======== Source passage
After twenty years of daily and nightly sousing, Jim Reid has now forsworn the gargle, a life decision so profound and fundamental that its impact appears to have shaken him like an earthquake.
“Thankfully I’ve stopped drinking these days,” he says. “I’ve got a three-year-old daughter, and I haven’t had a drink for nine months now. I don’t know how long that’ll last. I keep thinking I’ll get my shit together any day now and it’s all going to fall into place, but unfortunately I keep thinking, ‘I want a drink, I want a drink’. I’d been dreading the whole experience for years, but I knew it was needed. I thought that once I went through the process, things would all click and eventually I’d be able to not think about it. But it hasn’t worked out that way, I think I miss drink more now than I did when I stopped. Unfortunately I just love drinking, and I find that I crave alcohol. I know I will drink again. As I’ve said to my wife, I think if I can do a year on the dry, then I’ll review the situation.”
Was London too full of toxic temptations?
“It’s too easy to blame London. I’m living in Devon now instead of London, and I don’t see all those people anymore, which helps. Toward the end of my time there I wasn’t going out much anyway, I’d just stay at home and drink. I moved to Devon and I was still at it. I drank on a daily basis for as long as I can remember, and by this stage it was all day long. It was starting to get out of hand, I was married with a child, which obviously puts demands on you, and then there was a series of unbelievably embarrassing major fuck-ups, I’d do gigs and be unable to stand, it was public humiliation. It reached a point where I had to do something about it. You know when you wake up the next day and realise, ‘What the fuck have I done?’ – it was like that, by about a million.”
Reid’s powers of endurance on the sauce constituted a double-edged sword.
================
======== Listed entries
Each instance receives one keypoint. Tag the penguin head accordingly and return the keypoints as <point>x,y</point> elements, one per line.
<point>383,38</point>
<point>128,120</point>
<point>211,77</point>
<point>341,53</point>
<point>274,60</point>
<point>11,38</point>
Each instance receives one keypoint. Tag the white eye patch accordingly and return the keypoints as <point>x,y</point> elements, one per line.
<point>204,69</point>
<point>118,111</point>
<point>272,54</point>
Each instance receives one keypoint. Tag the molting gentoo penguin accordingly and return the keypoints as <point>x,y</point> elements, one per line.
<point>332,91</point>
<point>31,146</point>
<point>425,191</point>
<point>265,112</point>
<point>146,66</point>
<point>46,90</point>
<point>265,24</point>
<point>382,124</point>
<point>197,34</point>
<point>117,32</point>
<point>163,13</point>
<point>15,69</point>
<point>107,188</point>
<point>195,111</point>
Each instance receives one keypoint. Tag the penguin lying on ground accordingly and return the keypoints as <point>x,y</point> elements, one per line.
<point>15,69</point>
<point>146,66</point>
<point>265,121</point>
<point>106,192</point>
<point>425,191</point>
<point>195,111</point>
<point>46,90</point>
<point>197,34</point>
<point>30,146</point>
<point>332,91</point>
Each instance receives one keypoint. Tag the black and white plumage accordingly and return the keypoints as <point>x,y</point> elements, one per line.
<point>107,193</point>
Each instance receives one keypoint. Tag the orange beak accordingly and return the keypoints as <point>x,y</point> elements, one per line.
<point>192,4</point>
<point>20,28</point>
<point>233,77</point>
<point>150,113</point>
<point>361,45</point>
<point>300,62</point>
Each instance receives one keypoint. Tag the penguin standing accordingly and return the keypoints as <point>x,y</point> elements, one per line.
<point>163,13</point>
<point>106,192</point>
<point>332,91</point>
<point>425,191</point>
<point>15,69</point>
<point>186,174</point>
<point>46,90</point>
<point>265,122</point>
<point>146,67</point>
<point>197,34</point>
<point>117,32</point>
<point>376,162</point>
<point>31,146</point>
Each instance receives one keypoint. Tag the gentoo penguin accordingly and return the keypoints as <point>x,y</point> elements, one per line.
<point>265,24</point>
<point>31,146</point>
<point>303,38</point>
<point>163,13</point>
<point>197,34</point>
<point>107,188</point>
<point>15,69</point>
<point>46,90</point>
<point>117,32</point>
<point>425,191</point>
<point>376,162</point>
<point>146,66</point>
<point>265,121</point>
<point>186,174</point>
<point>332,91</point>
================
**List of tasks**:
1. In the Jim Reid excerpt, take everything from "Was London too" down to "a double-edged sword." and change each "Devon" to "Cornwall".
2. Answer these questions from the Jim Reid excerpt.
(a) How long has Reid gone without a drink?
(b) How old is his daughter?
(c) Where does he live now?
The items are not needed.

**Response list**:
1.
Was London too full of toxic temptations?
“It’s too easy to blame London. I’m living in Cornwall now instead of London, and I don’t see all those people anymore, which helps. Toward the end of my time there I wasn’t going out much anyway, I’d just stay at home and drink. I moved to Cornwall and I was still at it. I drank on a daily basis for as long as I can remember, and by this stage it was all day long. It was starting to get out of hand, I was married with a child, which obviously puts demands on you, and then there was a series of unbelievably embarrassing major fuck-ups, I’d do gigs and be unable to stand, it was public humiliation. It reached a point where I had to do something about it. You know when you wake up the next day and realise, ‘What the fuck have I done?’ – it was like that, by about a million.”
Reid’s powers of endurance on the sauce constituted a double-edged sword.

2.
(a) Nine months
(b) Three years old
(c) Devon